> _Tareas y ejercicios_
(1) Transcribe del texto sobre Freire el fragmento que va desde "Si pienso en" hasta "sobre marxismo heterodoxo.".
(2) Escribe la continuación del texto sobre Freire a partir de su última oración.
══ Sección de texto
Freire fue militante durante su vida, en sus libros, en sus viajes, en sus horas de funcionario.

Si pienso en qué es lo que nos dejó Freire se me vienen a la cabeza algunas palabras muy caras a la militancia política, y especialmente a la identidad del colectivo del que formo parte: heterodoxia, reflexión desde la práctica, materialismo no dogmático, compromiso. Y sin embargo, me pregunto por qué nosotros, desde la militancia, lo hemos reivindicado y lo hemos trabajado tan poco internamente, en la Facultad, en el barrio, en cada lugar donde hemos construido; sin dudas, durante mucho tiempo hemos repetido la marginación propia de la academia.

Incluso me duele un caso concreto: lo excluimos cuando organizamos el seminario sobre marxismo heterodoxo.

Freire nos enseñó en “La importancia del acto de leer” que la lectura del mundo está antes que la lectura de la palabra. Y pienso en cómo aprendimos a leer desde chicos, en la escuela, y sobre todo cómo nos enseñó a leer la Facultad, cómo nos condicionó. Porque en la Facultad aprendimos a leer subrayando las ideas principales. Cuando leo a Freire tengo la sensación de que, o subrayo todo, o no subrayo nada. Todo me dice algo, desde un lenguaje que me traslada a mi práctica.
════
══ Registros almacenados
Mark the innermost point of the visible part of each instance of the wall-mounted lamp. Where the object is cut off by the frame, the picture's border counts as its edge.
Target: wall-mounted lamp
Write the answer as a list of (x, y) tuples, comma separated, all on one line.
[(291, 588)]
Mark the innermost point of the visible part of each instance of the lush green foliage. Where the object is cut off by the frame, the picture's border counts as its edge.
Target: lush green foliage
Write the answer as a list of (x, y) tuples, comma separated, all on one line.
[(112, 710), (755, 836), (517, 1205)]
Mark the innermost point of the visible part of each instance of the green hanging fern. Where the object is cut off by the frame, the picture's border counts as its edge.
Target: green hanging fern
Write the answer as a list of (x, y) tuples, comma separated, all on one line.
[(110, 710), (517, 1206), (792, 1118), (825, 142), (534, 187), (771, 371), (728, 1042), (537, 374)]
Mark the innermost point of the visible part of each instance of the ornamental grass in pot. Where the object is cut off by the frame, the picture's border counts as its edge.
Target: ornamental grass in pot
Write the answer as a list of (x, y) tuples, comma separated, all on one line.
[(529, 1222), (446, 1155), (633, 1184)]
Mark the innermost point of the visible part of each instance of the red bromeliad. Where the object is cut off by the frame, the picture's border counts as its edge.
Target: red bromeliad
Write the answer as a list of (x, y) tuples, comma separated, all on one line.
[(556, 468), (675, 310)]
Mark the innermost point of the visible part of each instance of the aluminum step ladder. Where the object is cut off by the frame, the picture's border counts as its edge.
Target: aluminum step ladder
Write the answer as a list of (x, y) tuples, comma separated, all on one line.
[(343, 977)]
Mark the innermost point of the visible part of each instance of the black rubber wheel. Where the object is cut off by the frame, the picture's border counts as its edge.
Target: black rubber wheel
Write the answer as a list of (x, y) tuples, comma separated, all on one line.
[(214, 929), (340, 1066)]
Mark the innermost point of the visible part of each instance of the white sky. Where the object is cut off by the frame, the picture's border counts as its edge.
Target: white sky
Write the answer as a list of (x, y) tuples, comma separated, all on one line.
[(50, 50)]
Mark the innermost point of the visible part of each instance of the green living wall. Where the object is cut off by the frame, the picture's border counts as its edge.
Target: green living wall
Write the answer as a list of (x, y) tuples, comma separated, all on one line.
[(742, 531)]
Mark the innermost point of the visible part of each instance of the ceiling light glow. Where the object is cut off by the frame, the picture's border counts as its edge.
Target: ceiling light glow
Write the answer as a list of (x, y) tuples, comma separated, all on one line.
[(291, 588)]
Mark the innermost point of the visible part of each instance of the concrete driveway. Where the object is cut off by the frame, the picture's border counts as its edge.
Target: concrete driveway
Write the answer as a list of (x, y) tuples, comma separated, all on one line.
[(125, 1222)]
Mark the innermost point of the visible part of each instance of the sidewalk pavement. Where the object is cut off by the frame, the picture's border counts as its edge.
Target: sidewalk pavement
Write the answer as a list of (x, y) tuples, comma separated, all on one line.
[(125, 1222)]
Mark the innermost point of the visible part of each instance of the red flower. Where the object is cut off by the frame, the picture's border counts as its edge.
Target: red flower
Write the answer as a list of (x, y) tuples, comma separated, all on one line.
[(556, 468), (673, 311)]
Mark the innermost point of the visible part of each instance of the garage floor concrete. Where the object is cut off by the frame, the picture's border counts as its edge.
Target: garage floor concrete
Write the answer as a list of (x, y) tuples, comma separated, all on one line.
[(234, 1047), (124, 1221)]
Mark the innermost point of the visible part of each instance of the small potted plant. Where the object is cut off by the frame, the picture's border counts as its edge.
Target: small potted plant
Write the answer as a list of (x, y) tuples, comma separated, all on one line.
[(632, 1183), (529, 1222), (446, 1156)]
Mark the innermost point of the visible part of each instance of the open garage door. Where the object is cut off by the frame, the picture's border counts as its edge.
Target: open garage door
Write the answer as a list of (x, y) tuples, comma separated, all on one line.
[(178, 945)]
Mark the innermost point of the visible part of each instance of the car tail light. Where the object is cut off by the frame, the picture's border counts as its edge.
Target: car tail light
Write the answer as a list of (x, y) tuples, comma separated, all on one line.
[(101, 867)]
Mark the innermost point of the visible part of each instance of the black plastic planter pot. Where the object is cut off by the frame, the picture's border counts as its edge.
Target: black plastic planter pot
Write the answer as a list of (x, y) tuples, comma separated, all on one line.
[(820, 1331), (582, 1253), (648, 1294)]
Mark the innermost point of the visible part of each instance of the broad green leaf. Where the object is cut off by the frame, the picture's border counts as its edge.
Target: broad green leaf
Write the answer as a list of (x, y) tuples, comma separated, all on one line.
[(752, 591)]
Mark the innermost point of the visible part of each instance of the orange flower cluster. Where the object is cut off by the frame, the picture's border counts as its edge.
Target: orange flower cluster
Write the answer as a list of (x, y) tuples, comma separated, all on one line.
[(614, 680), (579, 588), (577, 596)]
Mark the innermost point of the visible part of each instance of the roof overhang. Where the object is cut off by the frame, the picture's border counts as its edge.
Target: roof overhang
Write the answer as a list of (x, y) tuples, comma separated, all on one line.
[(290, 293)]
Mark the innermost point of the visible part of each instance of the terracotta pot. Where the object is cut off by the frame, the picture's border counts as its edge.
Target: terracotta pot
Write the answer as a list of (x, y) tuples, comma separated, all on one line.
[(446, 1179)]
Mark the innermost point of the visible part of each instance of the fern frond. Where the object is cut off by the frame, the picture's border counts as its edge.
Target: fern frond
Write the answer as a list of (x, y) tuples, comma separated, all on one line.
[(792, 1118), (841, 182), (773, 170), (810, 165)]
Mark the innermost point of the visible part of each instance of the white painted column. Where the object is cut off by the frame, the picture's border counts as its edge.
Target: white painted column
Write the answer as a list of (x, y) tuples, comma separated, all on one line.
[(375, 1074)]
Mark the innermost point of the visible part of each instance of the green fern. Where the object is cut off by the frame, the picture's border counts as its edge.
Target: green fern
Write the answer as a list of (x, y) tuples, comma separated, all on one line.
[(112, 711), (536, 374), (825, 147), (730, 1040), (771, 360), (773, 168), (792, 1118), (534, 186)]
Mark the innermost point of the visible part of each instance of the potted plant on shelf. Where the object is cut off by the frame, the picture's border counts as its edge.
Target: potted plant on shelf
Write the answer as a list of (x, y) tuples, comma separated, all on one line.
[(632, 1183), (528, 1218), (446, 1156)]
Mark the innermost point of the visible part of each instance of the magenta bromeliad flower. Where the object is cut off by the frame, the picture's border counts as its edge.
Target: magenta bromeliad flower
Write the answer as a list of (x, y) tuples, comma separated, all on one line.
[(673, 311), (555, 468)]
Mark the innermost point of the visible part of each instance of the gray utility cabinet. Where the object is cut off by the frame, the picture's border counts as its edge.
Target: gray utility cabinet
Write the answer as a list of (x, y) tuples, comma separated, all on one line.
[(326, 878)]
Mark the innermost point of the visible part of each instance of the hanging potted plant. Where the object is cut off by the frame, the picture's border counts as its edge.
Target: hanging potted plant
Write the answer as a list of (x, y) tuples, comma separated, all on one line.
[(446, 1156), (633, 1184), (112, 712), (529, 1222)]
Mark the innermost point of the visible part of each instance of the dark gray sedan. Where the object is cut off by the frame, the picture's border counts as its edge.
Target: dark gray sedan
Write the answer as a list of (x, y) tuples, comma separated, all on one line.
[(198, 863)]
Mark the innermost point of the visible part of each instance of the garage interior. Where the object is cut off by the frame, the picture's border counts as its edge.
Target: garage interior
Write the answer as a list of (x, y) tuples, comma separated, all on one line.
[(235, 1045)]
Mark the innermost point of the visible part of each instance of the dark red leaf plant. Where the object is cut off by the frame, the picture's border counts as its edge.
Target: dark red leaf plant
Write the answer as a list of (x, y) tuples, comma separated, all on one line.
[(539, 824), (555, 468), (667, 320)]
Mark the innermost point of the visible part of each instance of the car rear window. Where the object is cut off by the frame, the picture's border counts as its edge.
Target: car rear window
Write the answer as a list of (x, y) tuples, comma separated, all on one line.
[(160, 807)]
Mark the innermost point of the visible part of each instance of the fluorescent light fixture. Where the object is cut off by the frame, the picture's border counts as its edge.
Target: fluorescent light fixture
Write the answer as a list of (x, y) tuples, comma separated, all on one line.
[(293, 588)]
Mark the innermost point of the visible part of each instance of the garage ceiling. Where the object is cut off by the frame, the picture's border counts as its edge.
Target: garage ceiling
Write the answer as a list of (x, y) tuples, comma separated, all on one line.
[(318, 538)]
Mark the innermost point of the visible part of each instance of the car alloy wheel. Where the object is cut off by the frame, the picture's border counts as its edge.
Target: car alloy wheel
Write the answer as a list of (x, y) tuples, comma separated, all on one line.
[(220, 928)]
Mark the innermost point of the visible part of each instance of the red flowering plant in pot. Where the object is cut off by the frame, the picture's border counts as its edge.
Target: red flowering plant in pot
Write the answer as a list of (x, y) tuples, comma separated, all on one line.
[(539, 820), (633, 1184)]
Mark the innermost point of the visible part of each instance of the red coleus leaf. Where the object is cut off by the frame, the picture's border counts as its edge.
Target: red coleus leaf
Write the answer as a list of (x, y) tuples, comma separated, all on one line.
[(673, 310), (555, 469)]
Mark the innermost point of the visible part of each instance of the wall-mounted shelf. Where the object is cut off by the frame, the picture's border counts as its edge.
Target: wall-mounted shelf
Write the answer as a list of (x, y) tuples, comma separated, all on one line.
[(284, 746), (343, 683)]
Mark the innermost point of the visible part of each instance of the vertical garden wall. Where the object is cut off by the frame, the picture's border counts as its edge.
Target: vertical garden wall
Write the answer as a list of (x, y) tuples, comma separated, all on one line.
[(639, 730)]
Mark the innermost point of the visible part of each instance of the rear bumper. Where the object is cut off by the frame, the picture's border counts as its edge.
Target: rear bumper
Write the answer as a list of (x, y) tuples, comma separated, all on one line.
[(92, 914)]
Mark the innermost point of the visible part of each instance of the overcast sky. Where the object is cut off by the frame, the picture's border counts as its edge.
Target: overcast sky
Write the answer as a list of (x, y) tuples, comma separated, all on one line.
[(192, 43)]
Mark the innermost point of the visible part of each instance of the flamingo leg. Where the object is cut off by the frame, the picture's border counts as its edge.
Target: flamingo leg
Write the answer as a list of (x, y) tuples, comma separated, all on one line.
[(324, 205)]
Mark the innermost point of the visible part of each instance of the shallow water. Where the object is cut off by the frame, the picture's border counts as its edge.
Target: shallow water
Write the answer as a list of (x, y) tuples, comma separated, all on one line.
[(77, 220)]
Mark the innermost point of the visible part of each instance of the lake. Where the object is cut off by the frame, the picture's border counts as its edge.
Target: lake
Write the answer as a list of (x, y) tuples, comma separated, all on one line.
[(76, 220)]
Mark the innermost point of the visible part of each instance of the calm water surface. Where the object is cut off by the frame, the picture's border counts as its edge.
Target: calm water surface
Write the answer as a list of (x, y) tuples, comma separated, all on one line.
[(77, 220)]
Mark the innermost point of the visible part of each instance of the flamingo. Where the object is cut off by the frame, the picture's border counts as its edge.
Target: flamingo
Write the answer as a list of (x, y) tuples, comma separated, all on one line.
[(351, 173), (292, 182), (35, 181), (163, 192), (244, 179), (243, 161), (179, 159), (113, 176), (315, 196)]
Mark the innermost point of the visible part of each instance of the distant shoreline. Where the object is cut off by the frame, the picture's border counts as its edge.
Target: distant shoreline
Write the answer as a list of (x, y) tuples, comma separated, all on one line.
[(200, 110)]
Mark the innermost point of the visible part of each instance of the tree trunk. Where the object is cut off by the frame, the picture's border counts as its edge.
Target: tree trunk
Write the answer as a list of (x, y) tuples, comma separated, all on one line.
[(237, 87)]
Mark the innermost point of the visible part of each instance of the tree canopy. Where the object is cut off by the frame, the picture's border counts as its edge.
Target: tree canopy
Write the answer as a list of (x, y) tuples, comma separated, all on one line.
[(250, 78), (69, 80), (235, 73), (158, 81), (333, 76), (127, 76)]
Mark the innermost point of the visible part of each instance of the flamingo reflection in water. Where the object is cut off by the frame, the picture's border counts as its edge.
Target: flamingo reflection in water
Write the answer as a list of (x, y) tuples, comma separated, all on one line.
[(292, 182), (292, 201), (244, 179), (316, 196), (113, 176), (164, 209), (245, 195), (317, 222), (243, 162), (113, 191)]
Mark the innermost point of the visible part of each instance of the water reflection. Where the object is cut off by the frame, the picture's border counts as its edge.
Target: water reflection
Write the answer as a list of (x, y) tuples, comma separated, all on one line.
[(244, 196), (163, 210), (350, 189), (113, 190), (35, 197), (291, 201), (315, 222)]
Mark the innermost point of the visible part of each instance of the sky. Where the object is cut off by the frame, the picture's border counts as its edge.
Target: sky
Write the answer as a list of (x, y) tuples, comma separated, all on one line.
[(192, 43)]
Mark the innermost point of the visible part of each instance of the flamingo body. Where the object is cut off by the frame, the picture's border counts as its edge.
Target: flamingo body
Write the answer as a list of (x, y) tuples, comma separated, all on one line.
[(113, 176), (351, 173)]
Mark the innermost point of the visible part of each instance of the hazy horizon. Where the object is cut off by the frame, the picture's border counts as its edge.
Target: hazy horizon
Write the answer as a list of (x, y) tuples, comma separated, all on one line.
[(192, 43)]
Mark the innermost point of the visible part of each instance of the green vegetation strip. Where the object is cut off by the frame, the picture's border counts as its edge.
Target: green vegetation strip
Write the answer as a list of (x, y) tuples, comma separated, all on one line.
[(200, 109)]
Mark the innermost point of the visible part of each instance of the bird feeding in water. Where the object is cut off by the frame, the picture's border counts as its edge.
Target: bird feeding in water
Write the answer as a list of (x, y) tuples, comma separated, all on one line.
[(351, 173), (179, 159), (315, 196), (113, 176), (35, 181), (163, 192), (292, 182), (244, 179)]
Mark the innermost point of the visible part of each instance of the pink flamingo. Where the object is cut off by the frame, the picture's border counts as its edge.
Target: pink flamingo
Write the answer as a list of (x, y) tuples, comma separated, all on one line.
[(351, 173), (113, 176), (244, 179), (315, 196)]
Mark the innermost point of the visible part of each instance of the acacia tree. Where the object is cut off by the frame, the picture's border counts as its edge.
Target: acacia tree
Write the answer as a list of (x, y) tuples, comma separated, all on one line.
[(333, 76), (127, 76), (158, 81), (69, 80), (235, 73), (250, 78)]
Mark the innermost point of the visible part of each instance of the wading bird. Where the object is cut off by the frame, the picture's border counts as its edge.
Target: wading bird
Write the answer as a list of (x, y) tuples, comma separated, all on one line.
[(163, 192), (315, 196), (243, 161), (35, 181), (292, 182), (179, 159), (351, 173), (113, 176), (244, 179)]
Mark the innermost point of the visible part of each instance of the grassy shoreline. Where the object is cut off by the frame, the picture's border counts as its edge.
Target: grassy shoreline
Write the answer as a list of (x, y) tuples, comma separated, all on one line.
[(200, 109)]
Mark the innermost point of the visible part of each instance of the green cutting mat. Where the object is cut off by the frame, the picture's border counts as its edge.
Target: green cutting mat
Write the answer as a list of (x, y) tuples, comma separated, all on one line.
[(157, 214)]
════
> _Resultados obtenidos_
(1)
Si pienso en qué es lo que nos dejó Freire se me vienen a la cabeza algunas palabras muy caras a la militancia política, y especialmente a la identidad del colectivo del que formo parte: heterodoxia, reflexión desde la práctica, materialismo no dogmático, compromiso. Y sin embargo, me pregunto por qué nosotros, desde la militancia, lo hemos reivindicado y lo hemos trabajado tan poco internamente, en la Facultad, en el barrio, en cada lugar donde hemos construido; sin dudas, durante mucho tiempo hemos repetido la marginación propia de la academia.

Incluso me duele un caso concreto: lo excluimos cuando organizamos el seminario sobre marxismo heterodoxo.

(2)
También aprendimos que una materia con kilómetros de bibliografía es “más seria”. Freire criticó duramente a los que piensan que cuanto más rebuscados y largos sean los textos, mejor. Por eso nos sirve leer a Freire para pensar la educación incluso universitaria. Sin ser necios, no para negar la universidad o idealizar “la otra educación”, pero para revisar el proceso. En la Facultad subrayamos fragmentos de fragmentos de libros de autores cuyas caras no conocemos, porque las fotocopias no incluyen solapas, y muchas veces ni siquiera incluyen el nombre del capítulo.

¿Y cuando leemos a Freire? Muchas veces me parece que leo las mismas cosas, los mismos conceptos, las mismas anécdotas. Y sin embargo, cada uno de los libros me hace viajar hacia mis prácticas más cotidianas. Me resulta imposible leer un libro de Freire y no pensar en mi propia práctica militante, en la de ayer, en la de hoy, en la del sábado pasado, en el último taller, en mi relación con compañeros, en lo que discutimos en las reuniones, en los textos que escribimos.

Hace poco, cuando leí “Pedagogía de la Esperanza” todo el tiempo estaba imaginando diálogos con compañeros, con personas puntuales a las que quería decirles algunas de esas cosas que estaban frente a mis ojos.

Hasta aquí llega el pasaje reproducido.